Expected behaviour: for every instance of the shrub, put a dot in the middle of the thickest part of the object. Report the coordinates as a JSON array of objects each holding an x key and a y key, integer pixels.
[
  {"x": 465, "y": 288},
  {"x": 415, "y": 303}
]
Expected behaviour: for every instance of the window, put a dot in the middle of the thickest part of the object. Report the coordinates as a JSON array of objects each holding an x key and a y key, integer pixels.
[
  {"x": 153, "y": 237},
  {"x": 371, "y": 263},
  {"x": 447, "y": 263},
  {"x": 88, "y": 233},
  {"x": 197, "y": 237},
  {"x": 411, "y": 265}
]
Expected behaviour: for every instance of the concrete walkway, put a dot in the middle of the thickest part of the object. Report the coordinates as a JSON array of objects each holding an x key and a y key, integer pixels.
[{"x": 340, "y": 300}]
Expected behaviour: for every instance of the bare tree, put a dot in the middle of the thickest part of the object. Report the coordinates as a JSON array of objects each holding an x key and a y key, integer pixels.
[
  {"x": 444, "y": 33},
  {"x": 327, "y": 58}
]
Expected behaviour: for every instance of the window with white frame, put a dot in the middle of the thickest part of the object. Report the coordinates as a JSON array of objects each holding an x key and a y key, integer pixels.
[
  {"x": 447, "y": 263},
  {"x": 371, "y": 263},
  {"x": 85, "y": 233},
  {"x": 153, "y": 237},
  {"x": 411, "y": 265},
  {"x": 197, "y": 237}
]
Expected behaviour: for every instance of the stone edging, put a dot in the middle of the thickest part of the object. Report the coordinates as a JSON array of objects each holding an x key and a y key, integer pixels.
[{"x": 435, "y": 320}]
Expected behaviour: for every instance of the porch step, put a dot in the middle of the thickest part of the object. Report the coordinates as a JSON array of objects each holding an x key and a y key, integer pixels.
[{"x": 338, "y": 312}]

━━━━━━━━━━

▸ The task: Reproduce exactly the lines from the one with "Expected behaviour: for every instance of the bare" through the end of the entries above, both ends included.

▸ Result of this task:
Expected behaviour: for every instance of the bare tree, put a dot in the middle of the thickest part of the object. Report the coordinates as a JSON array of objects each holding an x key and a y key, integer pixels.
[
  {"x": 444, "y": 33},
  {"x": 327, "y": 58}
]
Expected behaviour: for every instance of the window with white frame, put a dot in the middle of the thickest part of the object. Report the coordinates as a JSON array of objects each holding an x key and a y key, integer pixels.
[
  {"x": 447, "y": 263},
  {"x": 371, "y": 263},
  {"x": 85, "y": 233},
  {"x": 153, "y": 237},
  {"x": 411, "y": 265},
  {"x": 197, "y": 237}
]
Expected behaviour: for every instance of the stone edging, put a dot in the middle of the thickest part of the object. Report the coordinates as a JSON array of objects each holding an x key and a y key, integer pixels.
[{"x": 435, "y": 320}]
Expected behaviour: for every instance of the porch step, put a dot in the middle of the thickest part of the object. Report the coordinates as a JSON array of objects each holding an x key and a y key, integer pixels.
[{"x": 338, "y": 312}]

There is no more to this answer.